[BEGIN EXCERPT]

LOGBOOK

HELP

Quiz Entry - updated: 2026.07.14

Why would you flush the DNS cache on the victim before triggering DNS spoofing, and what happens if you skip this step?

If mycampus.hslu.ch is already in the OS or browser cache, the victim won't even send a DNS query — they'll use the cached real IP, completely bypassing your spoof.

The DNS cache hierarchy (Linux example):

1. Browser cache (Firefox: 60s, Chrome: 30s by default)
2. OS resolver cache (systemd-resolved, dnsmasq)
3. Local DNS server (router, ISP)
4. Authoritative DNS server (last resort)

A query only goes "out the wire" if all caches miss. Your DNS spoof only intercepts on-the-wire queries.

[END EXCERPT]
[BEGIN LISTED RECORDS]

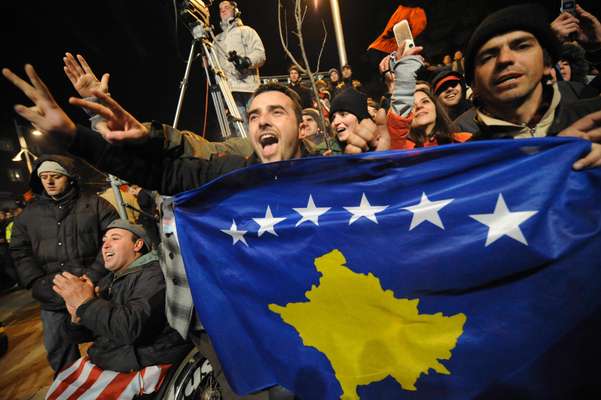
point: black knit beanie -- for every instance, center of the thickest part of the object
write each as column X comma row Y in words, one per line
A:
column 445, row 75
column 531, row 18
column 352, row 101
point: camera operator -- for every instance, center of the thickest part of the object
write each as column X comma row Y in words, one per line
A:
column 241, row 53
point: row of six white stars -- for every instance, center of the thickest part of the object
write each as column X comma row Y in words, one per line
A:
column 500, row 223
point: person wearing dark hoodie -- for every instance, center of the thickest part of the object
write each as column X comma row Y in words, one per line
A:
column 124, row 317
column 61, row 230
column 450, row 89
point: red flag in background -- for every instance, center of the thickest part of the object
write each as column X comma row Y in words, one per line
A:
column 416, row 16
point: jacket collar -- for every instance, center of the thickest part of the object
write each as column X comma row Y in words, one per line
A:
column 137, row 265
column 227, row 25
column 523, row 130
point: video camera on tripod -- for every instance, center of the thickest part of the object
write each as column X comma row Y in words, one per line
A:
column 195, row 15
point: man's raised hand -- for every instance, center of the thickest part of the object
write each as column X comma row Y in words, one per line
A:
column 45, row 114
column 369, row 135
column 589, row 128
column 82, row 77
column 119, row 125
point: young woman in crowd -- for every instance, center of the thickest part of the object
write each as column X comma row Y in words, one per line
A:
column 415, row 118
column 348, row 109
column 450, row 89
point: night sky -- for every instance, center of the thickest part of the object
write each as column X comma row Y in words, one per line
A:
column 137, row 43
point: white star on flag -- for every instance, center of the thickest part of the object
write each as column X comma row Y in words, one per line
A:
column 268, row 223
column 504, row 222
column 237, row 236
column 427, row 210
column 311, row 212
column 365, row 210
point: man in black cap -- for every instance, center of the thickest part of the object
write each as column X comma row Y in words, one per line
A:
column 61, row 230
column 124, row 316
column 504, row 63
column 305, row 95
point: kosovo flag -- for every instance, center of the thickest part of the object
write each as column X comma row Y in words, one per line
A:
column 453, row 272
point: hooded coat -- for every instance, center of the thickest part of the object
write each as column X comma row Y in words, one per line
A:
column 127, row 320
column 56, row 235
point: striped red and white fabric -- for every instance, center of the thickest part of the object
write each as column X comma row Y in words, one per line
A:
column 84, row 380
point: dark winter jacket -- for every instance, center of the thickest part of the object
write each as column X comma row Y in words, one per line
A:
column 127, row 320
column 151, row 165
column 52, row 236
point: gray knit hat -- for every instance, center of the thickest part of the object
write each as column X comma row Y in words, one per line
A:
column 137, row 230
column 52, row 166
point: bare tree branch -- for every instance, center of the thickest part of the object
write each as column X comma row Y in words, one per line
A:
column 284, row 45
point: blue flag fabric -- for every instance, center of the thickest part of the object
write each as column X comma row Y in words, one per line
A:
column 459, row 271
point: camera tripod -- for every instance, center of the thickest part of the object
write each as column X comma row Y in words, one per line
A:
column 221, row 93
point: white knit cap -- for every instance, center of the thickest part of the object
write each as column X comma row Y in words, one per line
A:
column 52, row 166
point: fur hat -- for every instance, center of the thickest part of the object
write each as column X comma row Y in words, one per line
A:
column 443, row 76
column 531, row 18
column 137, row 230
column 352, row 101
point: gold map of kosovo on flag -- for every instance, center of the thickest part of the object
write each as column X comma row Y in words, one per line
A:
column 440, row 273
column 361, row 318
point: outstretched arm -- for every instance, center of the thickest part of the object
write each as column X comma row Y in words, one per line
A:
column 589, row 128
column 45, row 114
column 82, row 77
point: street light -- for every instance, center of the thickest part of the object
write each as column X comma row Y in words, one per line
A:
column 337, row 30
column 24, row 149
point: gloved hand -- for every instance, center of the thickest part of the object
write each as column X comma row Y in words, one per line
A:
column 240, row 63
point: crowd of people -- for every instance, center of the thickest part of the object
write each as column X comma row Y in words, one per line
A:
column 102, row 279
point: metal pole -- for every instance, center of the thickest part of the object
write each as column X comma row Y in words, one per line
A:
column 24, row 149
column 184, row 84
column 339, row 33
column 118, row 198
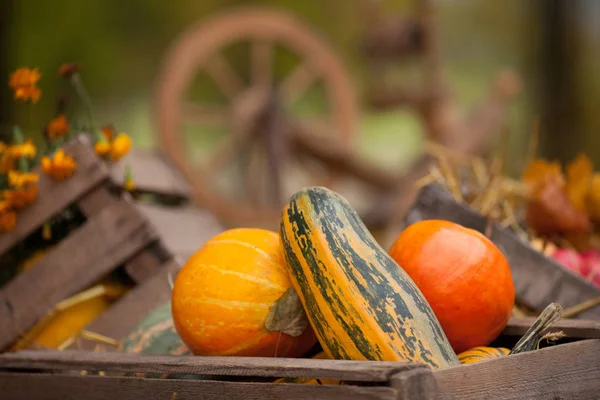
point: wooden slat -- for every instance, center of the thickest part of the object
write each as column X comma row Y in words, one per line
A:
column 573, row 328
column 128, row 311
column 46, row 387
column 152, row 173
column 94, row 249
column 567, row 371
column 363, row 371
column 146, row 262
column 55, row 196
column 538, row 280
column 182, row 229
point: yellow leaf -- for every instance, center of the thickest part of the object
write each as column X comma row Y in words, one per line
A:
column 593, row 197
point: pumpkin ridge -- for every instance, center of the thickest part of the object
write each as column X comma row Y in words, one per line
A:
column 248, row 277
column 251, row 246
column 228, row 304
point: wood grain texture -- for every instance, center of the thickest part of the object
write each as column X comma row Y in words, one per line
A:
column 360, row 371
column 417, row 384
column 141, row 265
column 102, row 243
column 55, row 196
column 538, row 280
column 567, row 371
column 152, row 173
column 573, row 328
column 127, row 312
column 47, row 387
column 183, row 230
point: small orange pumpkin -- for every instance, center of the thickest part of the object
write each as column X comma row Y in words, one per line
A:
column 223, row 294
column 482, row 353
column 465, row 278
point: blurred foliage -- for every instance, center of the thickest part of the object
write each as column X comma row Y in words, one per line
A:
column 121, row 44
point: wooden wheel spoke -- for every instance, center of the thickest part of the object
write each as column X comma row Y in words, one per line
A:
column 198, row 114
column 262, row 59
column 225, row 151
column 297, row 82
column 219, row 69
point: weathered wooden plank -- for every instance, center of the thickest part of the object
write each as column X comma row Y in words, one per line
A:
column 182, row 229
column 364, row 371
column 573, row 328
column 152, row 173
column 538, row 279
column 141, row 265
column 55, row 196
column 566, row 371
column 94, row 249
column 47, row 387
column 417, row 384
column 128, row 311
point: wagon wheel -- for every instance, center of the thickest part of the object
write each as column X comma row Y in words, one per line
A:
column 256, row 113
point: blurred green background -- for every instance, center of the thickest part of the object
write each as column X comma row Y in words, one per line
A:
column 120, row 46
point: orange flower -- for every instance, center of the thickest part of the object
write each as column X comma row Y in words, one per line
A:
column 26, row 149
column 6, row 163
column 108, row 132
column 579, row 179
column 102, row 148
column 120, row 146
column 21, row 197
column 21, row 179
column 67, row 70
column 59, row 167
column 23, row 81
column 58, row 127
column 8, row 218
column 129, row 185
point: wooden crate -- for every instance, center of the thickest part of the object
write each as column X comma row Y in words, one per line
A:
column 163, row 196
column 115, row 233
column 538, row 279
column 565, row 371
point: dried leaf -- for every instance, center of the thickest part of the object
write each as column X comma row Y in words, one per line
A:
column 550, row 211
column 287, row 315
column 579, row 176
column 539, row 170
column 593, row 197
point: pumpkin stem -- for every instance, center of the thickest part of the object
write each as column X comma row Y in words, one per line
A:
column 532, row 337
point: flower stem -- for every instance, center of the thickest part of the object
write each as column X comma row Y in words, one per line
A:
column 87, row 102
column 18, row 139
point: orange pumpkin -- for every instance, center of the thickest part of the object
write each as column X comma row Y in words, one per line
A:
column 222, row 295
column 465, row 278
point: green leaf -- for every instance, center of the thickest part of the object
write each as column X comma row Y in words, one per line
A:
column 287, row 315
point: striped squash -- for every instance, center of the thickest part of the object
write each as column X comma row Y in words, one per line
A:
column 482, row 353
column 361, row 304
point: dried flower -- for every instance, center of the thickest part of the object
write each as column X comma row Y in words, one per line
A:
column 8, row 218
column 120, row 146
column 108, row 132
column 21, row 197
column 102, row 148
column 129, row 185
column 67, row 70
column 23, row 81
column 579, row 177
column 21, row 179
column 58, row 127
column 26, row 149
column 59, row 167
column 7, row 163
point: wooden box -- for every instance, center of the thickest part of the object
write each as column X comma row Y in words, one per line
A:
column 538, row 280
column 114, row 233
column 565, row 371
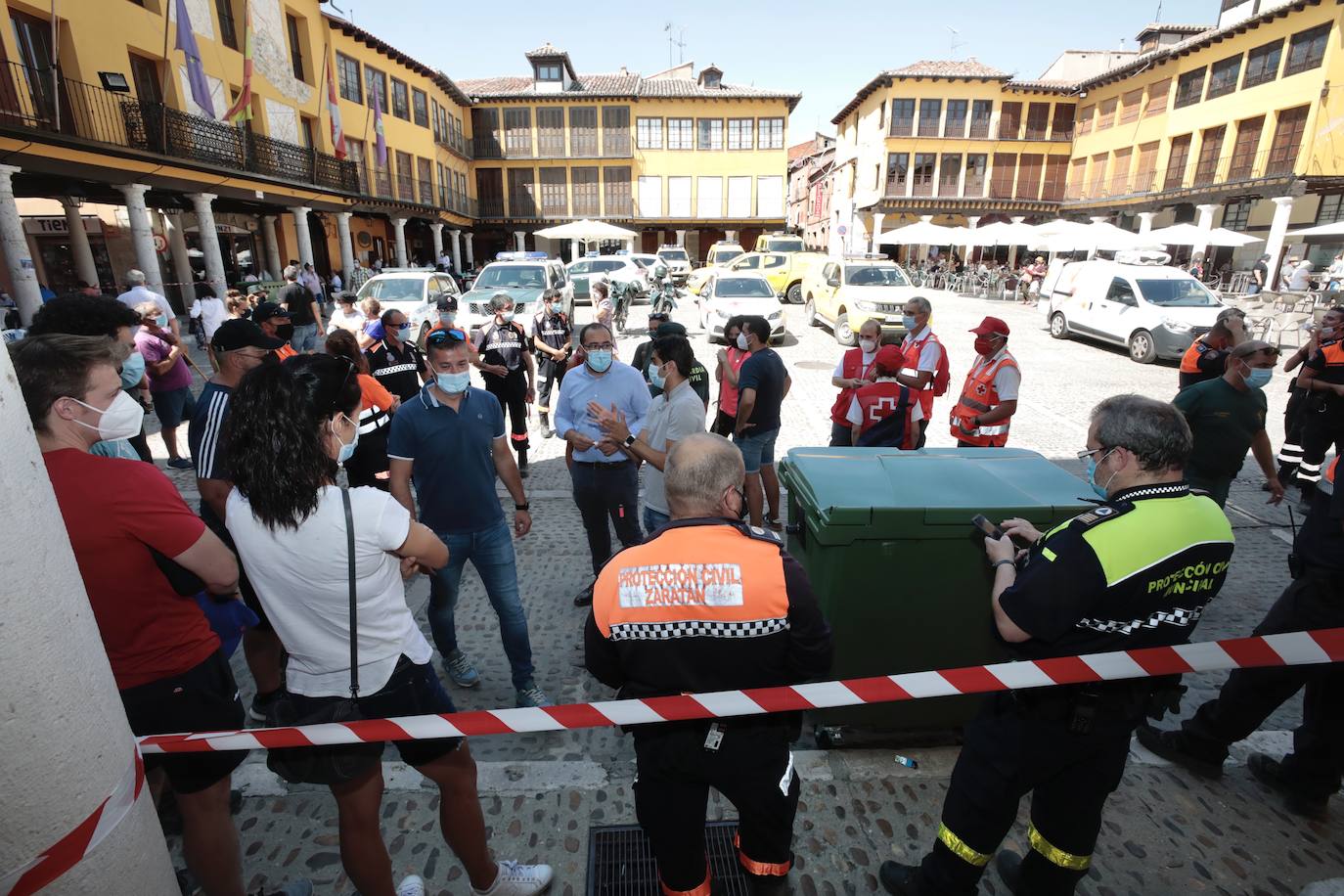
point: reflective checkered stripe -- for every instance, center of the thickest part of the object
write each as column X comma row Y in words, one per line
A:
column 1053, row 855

[END LISTED RECORDS]
[BEGIN LISTED RECORDS]

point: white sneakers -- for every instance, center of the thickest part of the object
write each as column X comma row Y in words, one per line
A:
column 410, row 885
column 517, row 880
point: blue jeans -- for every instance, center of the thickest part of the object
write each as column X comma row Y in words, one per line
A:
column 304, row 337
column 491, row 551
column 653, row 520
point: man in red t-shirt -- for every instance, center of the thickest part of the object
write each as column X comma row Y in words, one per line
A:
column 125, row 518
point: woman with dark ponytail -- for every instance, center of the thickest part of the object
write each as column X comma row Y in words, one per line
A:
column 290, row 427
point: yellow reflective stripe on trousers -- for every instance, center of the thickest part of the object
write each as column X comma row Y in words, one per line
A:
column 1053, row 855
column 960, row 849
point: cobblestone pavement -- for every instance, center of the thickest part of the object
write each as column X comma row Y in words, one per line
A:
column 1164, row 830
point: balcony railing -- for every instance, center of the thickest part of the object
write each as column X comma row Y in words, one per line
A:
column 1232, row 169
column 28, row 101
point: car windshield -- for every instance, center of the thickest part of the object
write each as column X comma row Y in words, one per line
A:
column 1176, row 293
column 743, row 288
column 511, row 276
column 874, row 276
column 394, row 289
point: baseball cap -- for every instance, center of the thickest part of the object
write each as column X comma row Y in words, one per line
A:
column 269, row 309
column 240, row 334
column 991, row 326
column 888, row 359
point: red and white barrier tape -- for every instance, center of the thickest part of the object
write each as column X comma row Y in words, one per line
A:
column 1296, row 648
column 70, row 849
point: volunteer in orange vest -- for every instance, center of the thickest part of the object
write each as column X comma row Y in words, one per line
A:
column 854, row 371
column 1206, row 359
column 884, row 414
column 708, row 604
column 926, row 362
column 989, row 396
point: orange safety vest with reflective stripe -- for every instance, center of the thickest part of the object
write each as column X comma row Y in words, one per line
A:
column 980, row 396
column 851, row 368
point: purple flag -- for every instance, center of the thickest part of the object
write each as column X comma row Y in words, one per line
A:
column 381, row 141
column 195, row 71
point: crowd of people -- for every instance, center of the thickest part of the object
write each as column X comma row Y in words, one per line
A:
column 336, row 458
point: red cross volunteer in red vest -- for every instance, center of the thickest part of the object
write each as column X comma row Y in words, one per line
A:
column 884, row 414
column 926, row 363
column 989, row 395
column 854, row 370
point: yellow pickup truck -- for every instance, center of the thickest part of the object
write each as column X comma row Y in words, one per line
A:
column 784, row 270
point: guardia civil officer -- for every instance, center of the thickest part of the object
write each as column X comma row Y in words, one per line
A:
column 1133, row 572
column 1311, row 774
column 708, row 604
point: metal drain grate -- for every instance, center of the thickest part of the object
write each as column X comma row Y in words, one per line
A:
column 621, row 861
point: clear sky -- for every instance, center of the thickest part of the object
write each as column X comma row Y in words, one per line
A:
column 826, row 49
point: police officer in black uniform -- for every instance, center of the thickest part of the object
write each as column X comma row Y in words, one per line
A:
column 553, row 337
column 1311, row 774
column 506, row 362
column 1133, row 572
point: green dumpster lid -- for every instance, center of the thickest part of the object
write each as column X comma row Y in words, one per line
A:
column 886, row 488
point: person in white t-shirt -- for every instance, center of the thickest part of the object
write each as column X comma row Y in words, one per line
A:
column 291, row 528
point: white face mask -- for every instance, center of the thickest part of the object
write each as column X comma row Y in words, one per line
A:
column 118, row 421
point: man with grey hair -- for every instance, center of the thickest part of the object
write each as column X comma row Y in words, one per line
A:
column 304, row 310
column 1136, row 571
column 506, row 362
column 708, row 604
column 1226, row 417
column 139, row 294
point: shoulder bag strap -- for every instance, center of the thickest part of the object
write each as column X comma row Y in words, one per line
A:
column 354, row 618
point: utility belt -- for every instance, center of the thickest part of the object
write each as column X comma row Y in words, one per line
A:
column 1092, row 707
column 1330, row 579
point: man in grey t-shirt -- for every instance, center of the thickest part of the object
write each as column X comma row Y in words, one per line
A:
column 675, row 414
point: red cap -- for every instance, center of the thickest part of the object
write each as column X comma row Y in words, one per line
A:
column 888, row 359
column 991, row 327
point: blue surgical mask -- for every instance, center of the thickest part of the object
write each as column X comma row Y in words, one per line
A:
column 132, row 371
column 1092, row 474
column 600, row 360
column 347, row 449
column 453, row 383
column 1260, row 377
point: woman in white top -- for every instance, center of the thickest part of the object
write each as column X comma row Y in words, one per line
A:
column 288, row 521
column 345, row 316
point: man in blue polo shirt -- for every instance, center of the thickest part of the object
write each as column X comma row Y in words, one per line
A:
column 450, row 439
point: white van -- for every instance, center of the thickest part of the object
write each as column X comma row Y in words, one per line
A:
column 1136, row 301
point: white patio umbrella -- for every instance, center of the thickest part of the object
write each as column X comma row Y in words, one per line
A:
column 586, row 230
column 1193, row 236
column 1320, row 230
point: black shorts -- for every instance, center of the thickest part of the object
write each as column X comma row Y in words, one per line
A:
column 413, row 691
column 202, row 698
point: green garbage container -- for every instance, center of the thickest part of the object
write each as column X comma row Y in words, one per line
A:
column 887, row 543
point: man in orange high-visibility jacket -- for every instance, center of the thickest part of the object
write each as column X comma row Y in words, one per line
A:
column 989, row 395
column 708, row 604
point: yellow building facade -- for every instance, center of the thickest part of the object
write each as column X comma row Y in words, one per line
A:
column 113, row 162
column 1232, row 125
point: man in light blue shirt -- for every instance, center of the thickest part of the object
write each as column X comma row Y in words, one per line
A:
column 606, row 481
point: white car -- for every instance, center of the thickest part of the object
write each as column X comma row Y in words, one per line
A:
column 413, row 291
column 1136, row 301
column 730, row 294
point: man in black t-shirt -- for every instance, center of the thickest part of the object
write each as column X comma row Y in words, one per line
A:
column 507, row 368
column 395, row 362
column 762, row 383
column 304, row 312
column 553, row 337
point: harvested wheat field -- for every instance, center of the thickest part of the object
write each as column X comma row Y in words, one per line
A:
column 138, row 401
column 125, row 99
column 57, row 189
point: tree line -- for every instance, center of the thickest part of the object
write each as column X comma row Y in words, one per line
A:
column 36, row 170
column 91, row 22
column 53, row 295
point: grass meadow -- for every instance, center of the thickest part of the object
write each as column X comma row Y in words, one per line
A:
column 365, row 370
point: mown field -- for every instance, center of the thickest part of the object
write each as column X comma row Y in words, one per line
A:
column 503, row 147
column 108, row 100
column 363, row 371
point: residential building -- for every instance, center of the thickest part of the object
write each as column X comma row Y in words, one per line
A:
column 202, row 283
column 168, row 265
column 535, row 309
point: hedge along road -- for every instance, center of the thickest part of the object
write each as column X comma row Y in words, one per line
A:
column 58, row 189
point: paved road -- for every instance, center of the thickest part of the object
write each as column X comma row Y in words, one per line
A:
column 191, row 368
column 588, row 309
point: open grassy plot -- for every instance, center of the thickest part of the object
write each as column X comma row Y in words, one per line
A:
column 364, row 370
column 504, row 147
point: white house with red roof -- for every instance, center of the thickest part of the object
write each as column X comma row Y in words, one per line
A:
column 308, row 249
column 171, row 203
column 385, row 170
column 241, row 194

[END LISTED RECORDS]

Please summarize the quiz entry about flushing the DNS cache above in two sentences.

■ **ANSWER TO THIS PROBLEM**
If mycampus.hslu.ch is already in the victim's OS or browser cache, the victim sends no DNS query and uses the cached real IP, which bypasses the spoof completely. A query goes out on the wire only if every cache in the hierarchy misses, and a DNS spoof intercepts only those on-the-wire queries.